>> START PAGE EXTRACT

Conditions for a certain parametric matrix to be positive definite

Question

The task:

Let's consider matrix $A=\begin{bmatrix}1&a&a\\a&1&a\\a&a&1 \end{bmatrix}$. Show that $A>0$ if and only if $-1<2a<2$.

Solution attempt: By definition $A$ is positive definite iff $\forall_{z\in\mathbb{R}^3}z^{\operatorname{T}}Az>0$.

For $z=\begin{bmatrix}z_1\\z_2\\z_3\end{bmatrix}$, $$\left(z^{\operatorname{T}}A\right)z=\left(z_1^2+az_1z_2+az_1z_3\right)+\left(az_1z_2+z_2^2+az_2z_3\right)+\left(az_1z_3+az_2z_3+z_3^2\right)\\=z_1^2+z_2^2+z_3^2+2a\left(z_1z_2+z_1z_3+z_2z_3\right)>0\\\iff\\z_1^2+z_2^2+z_3^2>-2a\left(z_1z_2+z_1z_3+z_2z_3\right)$$

This is trivially true for $z_1z_2+z_1z_3+z_2z_3\geq0$, so without loss of generality let's assume that $z_1z_2+z_1z_3+z_2z_3<0$, and thus $-(z_1z_2+z_1z_3+z_2z_3)>0$. Therefore we need to prove that:

$$\left({\Large\forall_{z_1,z_2,z_3}}-\frac{z_1^2+z_2^2+z_3^2}{z_1z_2+z_1z_3+z_2z_3}>2a\right)\iff -1<2a<2$$

And this seems false to me. This is because $-\frac{z_1^2+z_2^2+z_3^2}{z_1z_2+z_1z_3+z_2z_3}$ is always $\geq0$. For this reason we have a trivial counterexample, eg when $2a=-1000$ then $2a\not\in(-1;2)$ but nonetheless $\forall_{z_1,z_2,z_3}-\frac{z_1^2+z_2^2+z_3^2}{z_1z_2+z_1z_3+z_2z_3}>2a$.

I can't find my error; could you kindly help me please?

Answer 1

Let's determine the eigenvalues of $A$. If we can find the conditions for which those eigenvalues are all positive, then we can solve the question.

Let $u \in \mathbb R^3$ be the vector with $1$ for all its components. Then note that $uu^T$ is the $3\times 3$ matrix with $1$ for all its entries. Therefore $$A=(1-a)I+auu^T$$ Now, notice that $$Au=(1-a)u+au (u^Tu)=(1-a)u+3au=(1+2a)u$$ So $u$ is an eigenvector of $A$ with eigenvalue $(1+2a)$.

>> END PAGE EXTRACT

▶ [PROMPT A]
Answer these questions using the thread on the positive definite matrix:
(i) What range for 2a does the task claim is the condition for A > 0?
(ii) What value of 2a does the asker offer as a counterexample?
(iii) In Answer 1, what is the eigenvalue for the vector u whose components are all 1?
▶ [PROMPT B]
From the thread on the positive definite matrix, return the passage from "Conditions for a" up to and including "only if $-1<2a<2$.", copied exactly.

>> START RECORDED INFORMATION

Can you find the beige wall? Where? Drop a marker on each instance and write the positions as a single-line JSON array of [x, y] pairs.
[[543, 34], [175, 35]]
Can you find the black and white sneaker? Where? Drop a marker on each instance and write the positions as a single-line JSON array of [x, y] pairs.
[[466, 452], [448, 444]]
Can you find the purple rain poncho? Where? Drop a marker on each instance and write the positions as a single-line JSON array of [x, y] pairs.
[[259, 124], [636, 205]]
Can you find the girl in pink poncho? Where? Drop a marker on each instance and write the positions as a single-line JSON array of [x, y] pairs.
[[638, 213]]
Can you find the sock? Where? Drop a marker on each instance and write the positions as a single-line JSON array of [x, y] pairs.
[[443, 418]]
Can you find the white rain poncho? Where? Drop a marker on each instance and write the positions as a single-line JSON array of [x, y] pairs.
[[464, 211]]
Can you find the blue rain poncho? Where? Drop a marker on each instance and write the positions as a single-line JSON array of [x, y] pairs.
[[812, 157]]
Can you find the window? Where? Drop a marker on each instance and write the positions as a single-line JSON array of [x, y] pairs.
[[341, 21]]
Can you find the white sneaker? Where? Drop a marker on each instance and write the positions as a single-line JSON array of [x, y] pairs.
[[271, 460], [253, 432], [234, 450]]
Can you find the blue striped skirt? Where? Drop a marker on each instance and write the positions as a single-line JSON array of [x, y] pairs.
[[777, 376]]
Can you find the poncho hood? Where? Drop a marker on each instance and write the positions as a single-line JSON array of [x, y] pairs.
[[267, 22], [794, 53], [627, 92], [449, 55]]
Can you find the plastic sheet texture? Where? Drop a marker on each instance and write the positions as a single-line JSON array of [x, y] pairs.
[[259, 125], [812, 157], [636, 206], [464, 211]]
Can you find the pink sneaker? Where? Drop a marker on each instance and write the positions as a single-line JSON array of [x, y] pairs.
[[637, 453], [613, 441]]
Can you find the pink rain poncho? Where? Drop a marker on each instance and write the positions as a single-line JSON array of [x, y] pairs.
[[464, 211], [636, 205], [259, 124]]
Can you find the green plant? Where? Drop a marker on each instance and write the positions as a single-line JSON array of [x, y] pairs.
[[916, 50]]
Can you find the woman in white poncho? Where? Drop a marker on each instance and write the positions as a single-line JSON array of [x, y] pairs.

>> END RECORDED INFORMATION

▶ [FINAL ANSWER A]
(i) −1 < 2a < 2
(ii) 2a = −1000
(iii) 1 + 2a

▶ [FINAL ANSWER B]
Conditions for a certain parametric matrix to be positive definite

Question

The task:

Let's consider matrix $A=\begin{bmatrix}1&a&a\\a&1&a\\a&a&1 \end{bmatrix}$. Show that $A>0$ if and only if $-1<2a<2$.